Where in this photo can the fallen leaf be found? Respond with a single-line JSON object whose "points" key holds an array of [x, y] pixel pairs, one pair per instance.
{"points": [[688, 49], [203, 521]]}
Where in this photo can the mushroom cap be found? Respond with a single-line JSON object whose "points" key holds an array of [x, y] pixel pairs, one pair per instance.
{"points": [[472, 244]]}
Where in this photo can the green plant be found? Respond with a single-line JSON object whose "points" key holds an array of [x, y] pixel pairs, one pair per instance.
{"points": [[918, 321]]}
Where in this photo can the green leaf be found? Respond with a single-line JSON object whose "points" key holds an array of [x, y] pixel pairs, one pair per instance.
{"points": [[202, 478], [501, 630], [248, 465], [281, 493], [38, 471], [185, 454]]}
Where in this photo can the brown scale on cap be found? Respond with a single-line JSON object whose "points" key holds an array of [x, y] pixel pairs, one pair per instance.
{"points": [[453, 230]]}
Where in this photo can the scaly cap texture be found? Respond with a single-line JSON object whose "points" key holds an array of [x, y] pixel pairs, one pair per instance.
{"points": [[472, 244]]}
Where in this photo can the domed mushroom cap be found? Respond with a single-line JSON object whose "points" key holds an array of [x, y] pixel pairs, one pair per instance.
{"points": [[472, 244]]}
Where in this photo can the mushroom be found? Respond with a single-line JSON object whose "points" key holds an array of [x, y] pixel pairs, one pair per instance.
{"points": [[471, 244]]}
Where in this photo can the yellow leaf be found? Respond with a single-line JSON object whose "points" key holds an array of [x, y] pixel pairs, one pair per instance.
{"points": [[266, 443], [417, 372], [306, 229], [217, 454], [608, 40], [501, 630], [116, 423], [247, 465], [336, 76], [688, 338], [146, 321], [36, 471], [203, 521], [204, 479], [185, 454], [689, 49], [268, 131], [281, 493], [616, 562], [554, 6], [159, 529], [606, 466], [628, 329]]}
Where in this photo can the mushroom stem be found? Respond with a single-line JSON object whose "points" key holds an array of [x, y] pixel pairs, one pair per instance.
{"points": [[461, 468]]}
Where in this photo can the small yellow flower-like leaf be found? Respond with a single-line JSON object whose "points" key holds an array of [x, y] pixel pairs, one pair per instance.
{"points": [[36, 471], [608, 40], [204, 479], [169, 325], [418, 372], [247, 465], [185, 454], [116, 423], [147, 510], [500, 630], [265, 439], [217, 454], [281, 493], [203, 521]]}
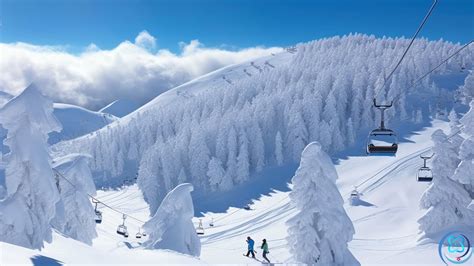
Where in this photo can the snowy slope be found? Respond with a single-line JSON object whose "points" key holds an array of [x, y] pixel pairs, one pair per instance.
{"points": [[322, 92], [120, 108], [4, 98], [386, 228], [77, 121]]}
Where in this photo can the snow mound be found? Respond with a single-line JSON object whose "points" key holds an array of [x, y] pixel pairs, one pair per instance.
{"points": [[120, 108], [171, 227], [77, 121]]}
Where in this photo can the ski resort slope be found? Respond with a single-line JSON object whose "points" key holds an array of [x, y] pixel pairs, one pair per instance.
{"points": [[385, 220]]}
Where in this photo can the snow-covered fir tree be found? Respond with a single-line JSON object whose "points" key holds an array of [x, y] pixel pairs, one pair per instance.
{"points": [[445, 200], [464, 173], [216, 174], [74, 213], [319, 232], [31, 193], [454, 134], [171, 227]]}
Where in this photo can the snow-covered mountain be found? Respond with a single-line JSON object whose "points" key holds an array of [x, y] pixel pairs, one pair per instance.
{"points": [[120, 108], [237, 135], [384, 222], [245, 118], [77, 121]]}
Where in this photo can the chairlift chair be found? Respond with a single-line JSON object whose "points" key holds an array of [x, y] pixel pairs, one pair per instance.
{"points": [[424, 173], [98, 217], [139, 234], [382, 140], [200, 228], [98, 214], [122, 229], [354, 193]]}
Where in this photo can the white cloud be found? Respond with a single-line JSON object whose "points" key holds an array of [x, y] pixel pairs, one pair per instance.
{"points": [[145, 40], [97, 77]]}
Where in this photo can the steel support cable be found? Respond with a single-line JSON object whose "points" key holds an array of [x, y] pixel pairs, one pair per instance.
{"points": [[408, 47], [96, 199]]}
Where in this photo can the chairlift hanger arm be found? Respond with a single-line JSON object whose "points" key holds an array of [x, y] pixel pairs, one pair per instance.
{"points": [[382, 106]]}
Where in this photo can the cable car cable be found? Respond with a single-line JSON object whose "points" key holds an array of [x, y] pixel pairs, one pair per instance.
{"points": [[408, 47], [96, 199]]}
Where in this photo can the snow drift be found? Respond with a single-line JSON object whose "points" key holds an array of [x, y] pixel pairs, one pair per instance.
{"points": [[171, 227]]}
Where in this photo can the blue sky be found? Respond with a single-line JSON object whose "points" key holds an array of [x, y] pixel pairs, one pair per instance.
{"points": [[225, 23]]}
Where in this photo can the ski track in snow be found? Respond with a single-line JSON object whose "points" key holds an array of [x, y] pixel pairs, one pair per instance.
{"points": [[373, 243]]}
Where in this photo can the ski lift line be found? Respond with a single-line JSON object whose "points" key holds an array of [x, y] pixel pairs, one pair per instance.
{"points": [[440, 64], [413, 154], [435, 68], [408, 47], [96, 199]]}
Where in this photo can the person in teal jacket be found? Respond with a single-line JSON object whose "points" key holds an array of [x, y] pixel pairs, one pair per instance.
{"points": [[250, 244], [265, 249]]}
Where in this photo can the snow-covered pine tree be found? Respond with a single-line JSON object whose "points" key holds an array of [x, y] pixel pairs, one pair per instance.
{"points": [[464, 173], [279, 149], [445, 200], [171, 227], [31, 193], [199, 156], [243, 164], [455, 136], [318, 234], [74, 213], [216, 174]]}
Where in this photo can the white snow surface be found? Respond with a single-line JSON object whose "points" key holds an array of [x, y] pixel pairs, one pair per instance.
{"points": [[77, 121], [171, 227], [120, 108], [386, 228]]}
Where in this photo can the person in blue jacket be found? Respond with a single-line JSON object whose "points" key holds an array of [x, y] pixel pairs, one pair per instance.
{"points": [[250, 244], [265, 249]]}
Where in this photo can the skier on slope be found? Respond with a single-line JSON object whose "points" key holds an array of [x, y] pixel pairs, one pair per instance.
{"points": [[250, 244], [265, 250]]}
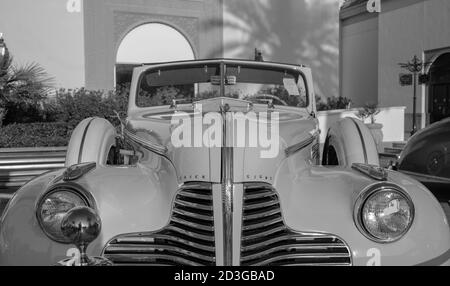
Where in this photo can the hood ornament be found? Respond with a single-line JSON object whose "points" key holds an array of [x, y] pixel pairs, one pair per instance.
{"points": [[372, 171]]}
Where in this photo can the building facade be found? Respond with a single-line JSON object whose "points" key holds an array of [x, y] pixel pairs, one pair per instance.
{"points": [[78, 41], [95, 44], [373, 44]]}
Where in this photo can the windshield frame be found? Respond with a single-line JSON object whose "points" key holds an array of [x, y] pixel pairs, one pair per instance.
{"points": [[221, 64]]}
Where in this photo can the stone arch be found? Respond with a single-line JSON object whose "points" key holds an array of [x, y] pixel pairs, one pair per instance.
{"points": [[147, 42], [143, 32]]}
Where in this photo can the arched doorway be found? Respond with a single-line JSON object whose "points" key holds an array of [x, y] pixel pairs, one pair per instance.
{"points": [[150, 43], [439, 89]]}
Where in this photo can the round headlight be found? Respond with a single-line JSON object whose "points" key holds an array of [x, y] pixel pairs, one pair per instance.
{"points": [[385, 213], [52, 208]]}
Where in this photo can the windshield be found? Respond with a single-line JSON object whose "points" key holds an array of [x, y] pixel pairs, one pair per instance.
{"points": [[256, 84]]}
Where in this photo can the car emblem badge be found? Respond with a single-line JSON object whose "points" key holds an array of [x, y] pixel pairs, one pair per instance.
{"points": [[372, 171], [77, 171]]}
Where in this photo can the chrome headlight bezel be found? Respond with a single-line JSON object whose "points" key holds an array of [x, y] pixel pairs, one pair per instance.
{"points": [[68, 187], [370, 191]]}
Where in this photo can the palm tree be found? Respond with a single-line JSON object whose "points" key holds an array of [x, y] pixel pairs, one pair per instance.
{"points": [[25, 85]]}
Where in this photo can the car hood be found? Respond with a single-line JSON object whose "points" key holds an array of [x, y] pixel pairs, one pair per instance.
{"points": [[211, 128]]}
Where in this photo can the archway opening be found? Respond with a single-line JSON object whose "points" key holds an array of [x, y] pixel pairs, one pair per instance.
{"points": [[150, 43], [439, 88]]}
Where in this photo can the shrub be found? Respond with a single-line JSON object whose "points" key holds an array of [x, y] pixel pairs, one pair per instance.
{"points": [[73, 107], [19, 135]]}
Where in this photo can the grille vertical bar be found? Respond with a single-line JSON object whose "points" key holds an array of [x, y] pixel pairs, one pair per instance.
{"points": [[187, 240], [267, 241]]}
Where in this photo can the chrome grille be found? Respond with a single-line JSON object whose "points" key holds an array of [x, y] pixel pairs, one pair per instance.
{"points": [[267, 241], [188, 239]]}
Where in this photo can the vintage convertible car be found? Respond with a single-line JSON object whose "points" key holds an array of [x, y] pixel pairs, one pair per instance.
{"points": [[426, 157], [218, 163]]}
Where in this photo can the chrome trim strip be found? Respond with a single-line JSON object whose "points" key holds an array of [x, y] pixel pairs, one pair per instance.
{"points": [[218, 223], [264, 233], [181, 241], [140, 239], [226, 177], [193, 225], [298, 247], [194, 205], [300, 255], [237, 223], [287, 237], [192, 215], [260, 205], [263, 214], [142, 249], [283, 238], [194, 195], [264, 223], [192, 234], [145, 258]]}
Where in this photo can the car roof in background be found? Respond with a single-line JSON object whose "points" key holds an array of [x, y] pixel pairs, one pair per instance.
{"points": [[225, 60]]}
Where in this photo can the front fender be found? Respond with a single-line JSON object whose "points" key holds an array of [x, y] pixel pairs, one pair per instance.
{"points": [[128, 199], [322, 199]]}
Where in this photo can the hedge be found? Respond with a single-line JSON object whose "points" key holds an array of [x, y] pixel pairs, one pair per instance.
{"points": [[54, 134]]}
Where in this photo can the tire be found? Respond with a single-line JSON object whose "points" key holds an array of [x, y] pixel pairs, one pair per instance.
{"points": [[93, 140], [349, 141]]}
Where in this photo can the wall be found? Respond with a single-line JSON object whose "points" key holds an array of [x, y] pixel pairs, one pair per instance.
{"points": [[108, 21], [292, 31], [359, 60], [46, 33], [392, 118]]}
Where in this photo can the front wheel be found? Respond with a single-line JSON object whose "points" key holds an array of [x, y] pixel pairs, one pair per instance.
{"points": [[349, 141], [93, 140]]}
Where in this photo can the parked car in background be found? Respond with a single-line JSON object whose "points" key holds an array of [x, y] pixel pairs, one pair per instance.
{"points": [[156, 193], [426, 157]]}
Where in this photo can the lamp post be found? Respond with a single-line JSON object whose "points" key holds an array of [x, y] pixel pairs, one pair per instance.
{"points": [[2, 49], [415, 67]]}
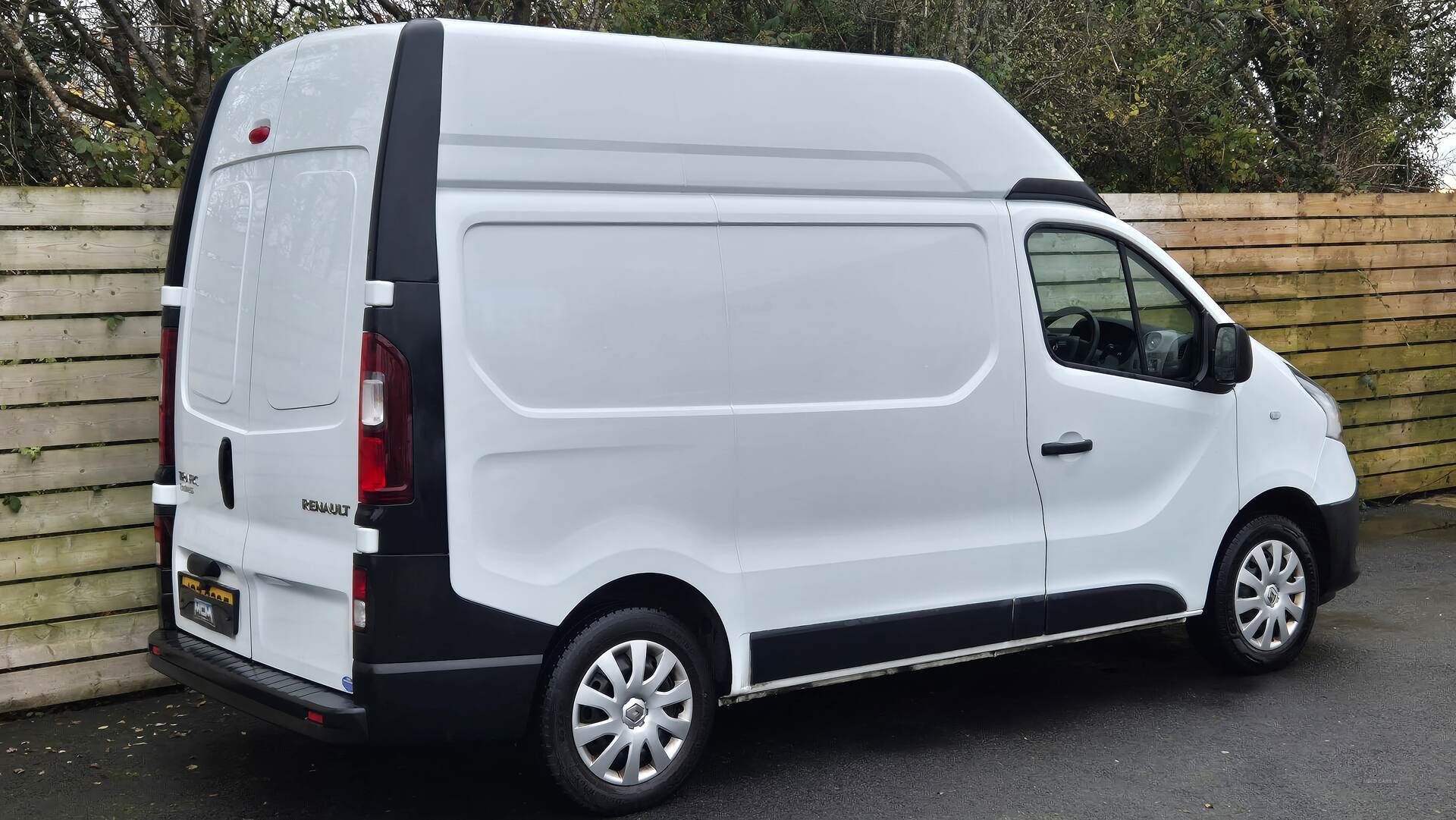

-- -- --

(Problem statement): Turn the material into a numbered list, one item per line, starting at the line that contains "Where in this photo can the parked" and running through the end of the material, with both ends included. Skip blank lines and leave the pictures out.

(Correct response):
1. Where in this photo can the parked car in background be found? Respond with a single-line JSON object whose "points" key holds an array of [x, y] pixel pairs, one pair per instance.
2. {"points": [[156, 193], [426, 157]]}
3. Where in this photo can the lamp post be found? Respond with a single-line JSON object whose "points" key holds an array of [x, y] pixel pairs, one pair per instance.
4. {"points": [[2, 49], [415, 67]]}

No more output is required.